──────── Data to use

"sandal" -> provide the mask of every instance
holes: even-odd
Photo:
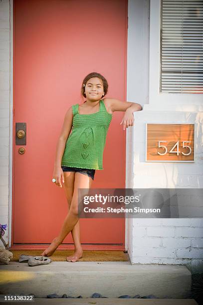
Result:
[[[34,255],[25,255],[25,254],[21,254],[19,257],[19,262],[22,263],[22,262],[27,262],[29,259],[31,258],[32,257],[37,257]]]
[[[28,264],[28,266],[32,267],[38,265],[47,265],[52,261],[52,260],[51,259],[44,256],[34,256],[29,259]]]

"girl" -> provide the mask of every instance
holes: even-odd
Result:
[[[52,181],[62,187],[62,178],[69,212],[58,236],[42,256],[52,255],[71,231],[75,252],[67,257],[67,261],[76,262],[82,257],[77,189],[90,188],[95,170],[103,169],[103,152],[113,112],[125,112],[120,123],[123,124],[125,130],[126,127],[133,125],[133,112],[142,109],[142,106],[136,103],[103,98],[107,93],[108,86],[102,75],[96,72],[90,73],[84,79],[81,87],[81,94],[86,98],[85,102],[70,107],[65,114],[56,146]]]

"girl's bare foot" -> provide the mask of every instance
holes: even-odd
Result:
[[[55,237],[50,246],[40,255],[42,256],[51,256],[61,243],[61,242],[59,241],[58,237]]]
[[[82,248],[79,248],[75,250],[75,252],[72,255],[70,255],[70,256],[67,256],[66,258],[66,260],[67,262],[77,262],[79,260],[80,258],[82,257]]]

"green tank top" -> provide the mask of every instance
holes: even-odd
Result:
[[[66,141],[61,166],[103,169],[103,152],[112,115],[108,113],[103,100],[99,111],[80,115],[79,104],[72,106],[71,133]]]

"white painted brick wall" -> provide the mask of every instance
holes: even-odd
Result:
[[[0,1],[0,223],[8,225],[10,108],[9,2]],[[3,239],[8,241],[8,229]],[[0,240],[0,245],[2,245]]]

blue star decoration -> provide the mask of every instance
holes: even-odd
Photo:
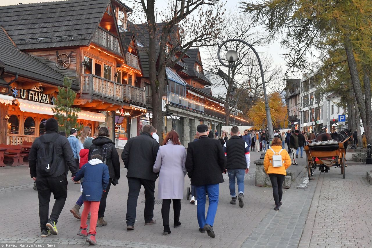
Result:
[[[14,96],[14,97],[16,97],[18,95],[18,90],[17,89],[17,88],[16,87],[14,88],[14,89],[12,89],[12,90],[13,90],[13,92],[12,93],[12,95]]]

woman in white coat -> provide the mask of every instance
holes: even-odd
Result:
[[[164,233],[170,233],[169,228],[169,209],[170,201],[173,201],[174,212],[173,227],[181,225],[181,199],[183,198],[185,177],[186,175],[186,149],[180,145],[178,134],[171,131],[167,134],[158,151],[154,172],[159,172],[158,197],[163,200],[161,216],[164,226]]]

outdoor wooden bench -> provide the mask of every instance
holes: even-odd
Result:
[[[13,163],[12,166],[18,166],[23,164],[23,157],[26,156],[22,153],[22,147],[20,145],[0,145],[0,147],[6,148],[6,150],[4,153],[5,158],[12,158]]]

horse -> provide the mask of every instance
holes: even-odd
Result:
[[[332,139],[332,137],[330,134],[326,133],[324,130],[320,131],[315,139],[315,141],[325,141],[326,140],[330,140]]]
[[[344,129],[340,131],[339,133],[333,133],[331,134],[331,137],[332,138],[332,139],[340,142],[344,142],[348,138],[350,137],[351,135],[351,129],[350,130],[347,129]],[[344,147],[345,148],[345,152],[346,152],[346,149],[347,149],[348,143],[349,141],[344,143]]]

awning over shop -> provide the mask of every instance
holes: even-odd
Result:
[[[2,104],[12,105],[12,101],[14,99],[12,96],[0,94],[0,102]]]
[[[53,108],[54,106],[51,104],[46,104],[18,98],[17,100],[19,102],[19,107],[22,111],[49,115],[54,115],[52,110],[52,108]],[[78,114],[78,118],[79,119],[88,121],[104,122],[105,115],[100,113],[94,113],[82,110]]]
[[[173,70],[170,67],[166,67],[165,70],[168,80],[171,80],[174,82],[178,83],[183,85],[187,85],[187,83],[186,82],[186,81],[184,80],[181,77],[178,76],[178,74],[173,71]]]

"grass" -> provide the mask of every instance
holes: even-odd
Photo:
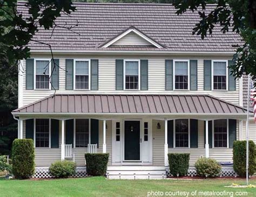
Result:
[[[256,179],[250,183],[256,185]],[[244,184],[245,180],[208,179],[204,180],[106,180],[103,177],[49,179],[43,180],[5,180],[0,178],[1,196],[146,196],[148,192],[215,191],[247,192],[246,196],[255,196],[256,188],[224,187],[233,182]],[[174,196],[177,196],[178,194]],[[173,194],[172,196],[174,196]],[[185,195],[181,195],[185,196]],[[197,195],[198,196],[198,195]],[[213,195],[208,195],[213,196]],[[219,196],[230,196],[219,195]],[[240,195],[241,196],[241,195]]]

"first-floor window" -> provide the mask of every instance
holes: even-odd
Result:
[[[227,65],[225,61],[213,61],[213,89],[227,89]]]
[[[227,147],[227,121],[214,121],[214,147]]]
[[[188,147],[188,119],[175,120],[176,147]]]
[[[76,89],[89,89],[89,62],[76,61]]]
[[[76,119],[76,147],[87,147],[89,142],[89,119]]]
[[[125,89],[139,89],[139,62],[125,61]]]
[[[36,119],[36,147],[49,147],[50,121]]]
[[[49,89],[49,60],[36,61],[36,89]]]

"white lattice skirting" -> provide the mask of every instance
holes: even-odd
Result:
[[[167,177],[172,177],[173,175],[170,173],[170,169],[166,168],[166,175]],[[190,177],[194,177],[197,175],[197,171],[194,167],[191,167],[187,171],[187,175]],[[223,166],[221,172],[220,174],[220,177],[237,177],[238,175],[234,171],[233,166]]]
[[[86,173],[86,168],[85,167],[77,167],[76,169],[76,173],[72,177],[87,177]],[[49,172],[48,167],[37,167],[35,171],[35,174],[32,178],[52,178]]]

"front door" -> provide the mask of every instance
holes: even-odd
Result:
[[[140,160],[140,121],[125,121],[125,160]]]

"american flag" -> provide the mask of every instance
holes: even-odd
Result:
[[[256,90],[254,89],[253,85],[254,81],[250,80],[250,90],[251,90],[251,100],[252,101],[252,106],[253,107],[253,117],[254,117],[254,122],[256,122]]]

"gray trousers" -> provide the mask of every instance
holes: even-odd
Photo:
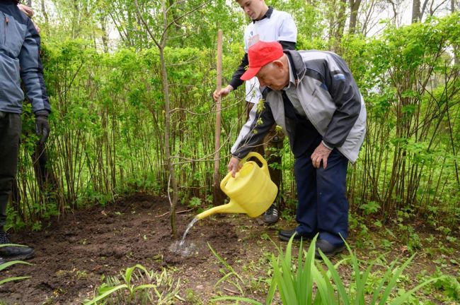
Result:
[[[6,222],[6,205],[18,172],[21,114],[0,112],[0,230]]]

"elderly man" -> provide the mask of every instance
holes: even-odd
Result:
[[[0,0],[0,244],[10,244],[4,227],[6,205],[18,169],[24,100],[21,80],[35,115],[40,143],[45,143],[50,133],[47,117],[51,108],[40,59],[40,36],[18,4],[18,1]],[[33,256],[34,251],[29,247],[0,248],[0,256],[4,261],[28,259]],[[0,258],[0,263],[3,259]]]
[[[289,137],[295,157],[298,203],[294,229],[280,239],[319,234],[321,250],[333,256],[344,249],[348,234],[345,196],[348,161],[355,162],[366,133],[366,108],[345,61],[319,51],[284,51],[278,42],[259,42],[249,48],[245,80],[257,76],[263,110],[229,162],[234,174],[240,160],[276,124]]]

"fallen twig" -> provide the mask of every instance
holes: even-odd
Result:
[[[234,291],[234,290],[231,290],[231,289],[225,288],[225,287],[223,287],[223,289],[224,289],[224,290],[226,290],[226,291],[228,291],[229,292],[231,292],[231,293],[234,294],[239,294],[239,293],[238,293],[238,292],[236,292],[236,291]]]
[[[176,214],[181,214],[181,213],[184,213],[185,212],[190,212],[192,210],[193,210],[193,208],[192,208],[191,209],[189,209],[189,210],[182,210],[182,211],[176,212]],[[161,214],[161,215],[155,216],[155,218],[161,217],[163,217],[164,215],[167,215],[168,214],[169,214],[169,212],[166,212],[166,213]]]

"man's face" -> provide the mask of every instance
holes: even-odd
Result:
[[[258,20],[263,17],[264,0],[238,0],[238,4],[252,20]]]
[[[280,61],[268,64],[255,74],[261,87],[280,90],[289,83],[289,69]]]

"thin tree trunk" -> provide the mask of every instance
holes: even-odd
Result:
[[[419,21],[418,17],[420,14],[420,0],[413,0],[412,2],[412,23]]]
[[[350,33],[356,32],[356,23],[358,16],[358,10],[361,5],[361,0],[350,0]]]

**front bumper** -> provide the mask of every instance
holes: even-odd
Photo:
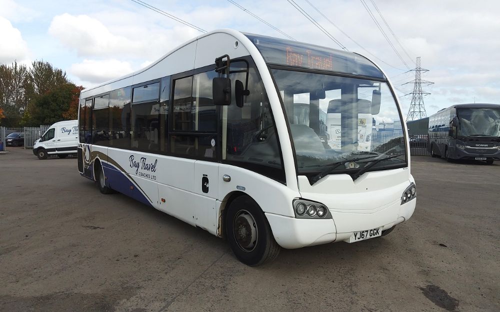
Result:
[[[274,239],[284,248],[300,248],[341,241],[348,241],[355,232],[383,227],[390,229],[413,214],[416,199],[400,204],[400,199],[367,213],[330,209],[332,219],[304,219],[268,213],[266,216]]]

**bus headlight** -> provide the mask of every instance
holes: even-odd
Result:
[[[416,197],[416,187],[414,183],[412,183],[404,190],[401,196],[401,205],[406,204]]]
[[[296,198],[292,205],[295,217],[298,219],[332,219],[328,208],[320,203]]]

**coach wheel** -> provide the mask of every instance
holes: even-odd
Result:
[[[102,194],[111,194],[113,190],[106,186],[106,178],[104,175],[104,169],[102,166],[99,166],[98,169],[99,170],[99,177],[97,181],[98,185],[99,186],[99,190]]]
[[[40,159],[40,160],[44,160],[44,159],[47,159],[47,151],[46,151],[43,148],[42,148],[42,149],[40,149],[38,150],[38,151],[36,152],[36,157],[38,157],[38,159]]]
[[[238,260],[253,267],[276,259],[280,247],[257,203],[250,197],[240,196],[227,209],[226,236]]]
[[[386,235],[387,235],[390,232],[392,232],[393,231],[394,231],[394,228],[396,228],[396,226],[394,226],[392,228],[390,228],[389,229],[388,229],[387,230],[384,230],[384,231],[382,231],[382,235],[381,235],[381,236],[385,236]]]

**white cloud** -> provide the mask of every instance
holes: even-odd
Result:
[[[72,64],[69,72],[80,81],[88,82],[87,85],[94,85],[130,73],[133,71],[128,62],[116,59],[84,59],[81,63]],[[87,86],[88,87],[88,85]]]
[[[2,46],[0,48],[0,63],[10,63],[14,60],[26,62],[29,50],[26,41],[22,39],[21,32],[14,27],[10,22],[0,16],[0,33]]]

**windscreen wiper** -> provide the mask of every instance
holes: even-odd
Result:
[[[369,162],[370,164],[366,164],[364,165],[364,167],[360,169],[360,171],[355,173],[354,174],[351,176],[352,177],[352,181],[356,181],[356,179],[360,177],[364,173],[368,171],[368,169],[370,169],[376,164],[380,163],[382,160],[386,160],[387,159],[390,159],[391,158],[394,158],[394,157],[398,157],[400,156],[404,155],[403,154],[398,154],[397,155],[392,155],[390,156],[387,156],[386,157],[382,157],[382,158],[378,158],[376,159],[374,159],[371,162]]]
[[[362,160],[363,159],[368,159],[368,158],[372,158],[373,155],[366,156],[366,157],[356,157],[356,158],[351,158],[350,159],[344,159],[344,160],[341,160],[340,161],[338,161],[336,162],[332,163],[331,164],[328,164],[324,165],[324,166],[328,166],[328,168],[326,169],[321,171],[316,175],[314,176],[310,180],[311,185],[312,185],[316,182],[317,182],[320,180],[321,180],[323,177],[326,175],[330,172],[334,171],[334,169],[339,167],[340,165],[345,164],[346,163],[348,163],[352,161],[358,161],[358,160]]]

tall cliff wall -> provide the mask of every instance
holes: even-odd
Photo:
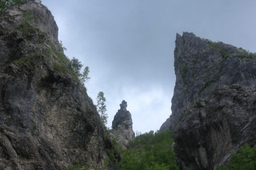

────────────────

● Goal:
Write out the data exactly as it appears, from the line containing "outdoor wooden bench" through the line containing "[[[49,89],[49,60],[36,61],[36,89]]]", with both of those lines included. Omit the pictures.

● Solution to the exercise:
outdoor wooden bench -> provide the mask of every instance
holes: even-odd
Result:
[[[13,163],[12,166],[18,166],[23,164],[23,157],[26,156],[22,153],[22,147],[20,145],[0,145],[0,147],[6,148],[6,150],[4,153],[5,158],[12,158]]]

horse -> provide the mask of every instance
holes: even-odd
Result:
[[[332,139],[332,137],[330,134],[326,133],[324,130],[320,131],[315,139],[315,141],[325,141],[326,140],[330,140]]]
[[[344,129],[340,131],[339,133],[333,133],[331,134],[331,137],[332,138],[332,139],[340,142],[344,142],[348,138],[350,137],[351,135],[351,129],[350,130],[347,129]],[[344,147],[345,148],[345,152],[346,152],[346,149],[347,149],[348,143],[349,141],[344,143]]]

awning over shop -> provide the mask of every instance
holes: even-odd
Result:
[[[2,104],[12,105],[12,101],[14,99],[12,96],[0,94],[0,102]]]
[[[53,108],[54,106],[51,104],[46,104],[18,98],[17,100],[19,102],[19,107],[22,111],[49,115],[54,115],[52,110],[52,108]],[[78,114],[78,118],[79,119],[88,121],[104,122],[105,115],[100,113],[94,113],[82,110]]]
[[[173,70],[170,67],[166,67],[165,70],[168,80],[171,80],[174,82],[178,83],[183,85],[187,85],[187,83],[186,82],[186,81],[184,80],[181,77],[178,76],[178,74],[173,71]]]

"grass" -> provide the mask of every instance
holes: even-odd
Photo:
Result:
[[[256,179],[250,183],[256,185]],[[244,184],[245,180],[208,179],[204,180],[106,180],[103,177],[49,179],[43,180],[5,180],[0,178],[1,196],[146,196],[148,192],[215,191],[247,192],[246,196],[255,196],[256,188],[224,187],[233,182]],[[174,196],[177,196],[178,194]],[[173,194],[172,196],[174,196]],[[185,195],[181,195],[185,196]],[[197,195],[198,196],[198,195]],[[213,195],[208,195],[213,196]],[[219,196],[230,196],[219,195]],[[240,195],[241,196],[241,195]]]

"first-floor window" -> provide the mask of every instance
holes: even-odd
Result:
[[[227,65],[225,61],[213,61],[213,89],[227,89]]]
[[[227,147],[227,121],[214,121],[214,147]]]
[[[188,147],[188,119],[175,120],[176,147]]]
[[[76,89],[89,89],[89,62],[76,61]]]
[[[76,119],[76,147],[87,147],[89,142],[89,119]]]
[[[125,89],[139,89],[139,62],[125,61]]]
[[[36,119],[36,147],[49,147],[50,121]]]
[[[49,89],[49,60],[36,61],[36,89]]]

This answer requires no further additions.